### [Description of the task]
Write out the stretch from the line containing "Point to the traffic" through the end of the records, both ends included and requests kept, multiplying every coordinate in the answers by 1.05 and rounding to whole numbers, halves up.

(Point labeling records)
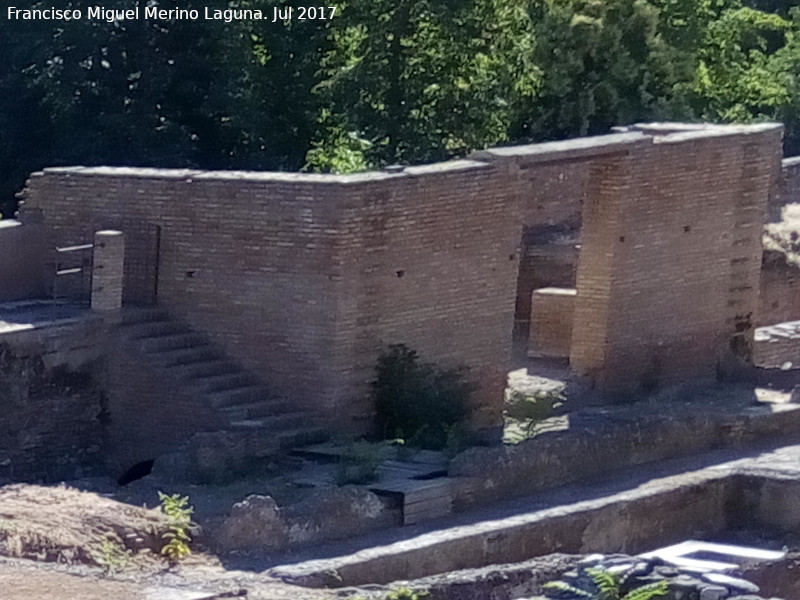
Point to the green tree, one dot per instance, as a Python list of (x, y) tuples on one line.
[(421, 80)]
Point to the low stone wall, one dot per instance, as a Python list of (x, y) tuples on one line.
[(778, 346), (552, 310), (258, 524), (605, 441), (53, 410), (779, 296)]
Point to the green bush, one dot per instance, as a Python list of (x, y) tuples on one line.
[(416, 401), (610, 586), (179, 514), (529, 410)]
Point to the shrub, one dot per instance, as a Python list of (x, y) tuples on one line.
[(416, 401), (529, 410), (611, 586), (179, 514)]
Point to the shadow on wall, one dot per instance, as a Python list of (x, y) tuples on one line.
[(22, 259)]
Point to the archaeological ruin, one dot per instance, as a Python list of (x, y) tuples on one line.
[(164, 328), (251, 299)]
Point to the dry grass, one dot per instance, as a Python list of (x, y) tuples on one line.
[(65, 525)]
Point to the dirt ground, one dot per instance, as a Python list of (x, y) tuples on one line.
[(60, 543)]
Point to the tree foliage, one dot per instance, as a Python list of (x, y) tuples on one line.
[(385, 81)]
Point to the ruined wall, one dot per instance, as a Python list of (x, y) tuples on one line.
[(778, 346), (541, 265), (247, 259), (53, 411), (779, 298), (787, 189), (304, 279), (429, 259), (552, 313), (671, 256), (22, 258)]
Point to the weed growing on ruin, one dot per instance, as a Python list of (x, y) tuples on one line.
[(418, 401), (359, 463), (528, 411), (611, 586), (112, 556), (406, 594), (179, 514)]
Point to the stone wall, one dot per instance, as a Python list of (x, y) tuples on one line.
[(542, 265), (552, 312), (778, 346), (21, 261), (52, 408)]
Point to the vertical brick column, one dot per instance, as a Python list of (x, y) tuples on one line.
[(107, 275)]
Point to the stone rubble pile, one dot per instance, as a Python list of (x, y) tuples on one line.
[(634, 572)]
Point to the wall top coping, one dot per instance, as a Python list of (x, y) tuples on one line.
[(555, 292), (574, 149), (585, 147), (190, 175)]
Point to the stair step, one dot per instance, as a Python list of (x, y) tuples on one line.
[(171, 341), (263, 410), (183, 356), (131, 316), (206, 368), (153, 329), (239, 395), (302, 436), (272, 425), (220, 382)]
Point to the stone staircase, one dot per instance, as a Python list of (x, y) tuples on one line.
[(253, 420)]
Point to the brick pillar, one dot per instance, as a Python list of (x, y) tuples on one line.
[(107, 274)]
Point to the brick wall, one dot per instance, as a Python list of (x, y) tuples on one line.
[(21, 261), (541, 265), (52, 406), (671, 255), (552, 312), (247, 259), (788, 188), (305, 278), (779, 299), (429, 259)]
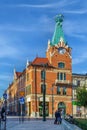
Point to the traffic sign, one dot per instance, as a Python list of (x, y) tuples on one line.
[(21, 100), (5, 95)]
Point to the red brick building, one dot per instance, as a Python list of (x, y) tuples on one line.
[(54, 73)]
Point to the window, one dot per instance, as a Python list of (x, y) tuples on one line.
[(43, 87), (58, 90), (61, 65), (78, 82), (28, 90), (61, 76), (64, 76), (64, 90), (43, 74)]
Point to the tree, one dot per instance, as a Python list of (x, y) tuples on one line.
[(82, 97)]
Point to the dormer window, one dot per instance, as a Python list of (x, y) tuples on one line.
[(61, 65)]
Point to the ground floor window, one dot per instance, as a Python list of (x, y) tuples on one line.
[(41, 108)]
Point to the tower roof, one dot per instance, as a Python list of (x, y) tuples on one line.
[(58, 33)]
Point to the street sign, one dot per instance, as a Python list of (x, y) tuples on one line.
[(21, 100), (5, 95)]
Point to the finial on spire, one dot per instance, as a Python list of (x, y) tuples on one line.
[(59, 19)]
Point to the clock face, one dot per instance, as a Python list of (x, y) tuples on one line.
[(61, 50)]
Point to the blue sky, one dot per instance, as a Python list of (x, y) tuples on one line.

### [Correct response]
Point to the traffic sign, one dot per instance, as a Python list of (x, y) tuples on one line.
[(22, 105), (5, 100)]
Point to the red brick building, one dot per instance, as a Python list of (x, y) tuples on one line.
[(57, 77)]
Point to the window, one dot per instance, as a Python list of (x, y) tuples on one line.
[(45, 91), (61, 95), (64, 68), (82, 86), (29, 95), (64, 80), (67, 80), (67, 95), (45, 78)]
Point to the tree, one dot per instance, as a Python list of (x, y) tuples on one line.
[(86, 102)]
Point to the dormer window, one dot per instance, as a Python list of (x, y) tuples on one line.
[(64, 68)]
Point to the ground floor window, one dot per instance, as a Python list of (x, y) tuples on one line.
[(43, 113)]
Point to the tower roof, one dot per instance, as a Python list of (x, y) tuples on one line.
[(61, 35)]
Point to the street sign, one dot per instance, as a Python list of (x, y) tuples on one line.
[(22, 105), (5, 100)]
Point to the finial on spire, one dot per instance, as a Python list of (x, y) tuples on one line.
[(62, 20)]
Point to the clock face, one dot per instance, as a Python list of (x, y) tuples on one line.
[(64, 53)]
Point to the blue sky, one dot per instance, as a Python list of (x, y) tuples on one line.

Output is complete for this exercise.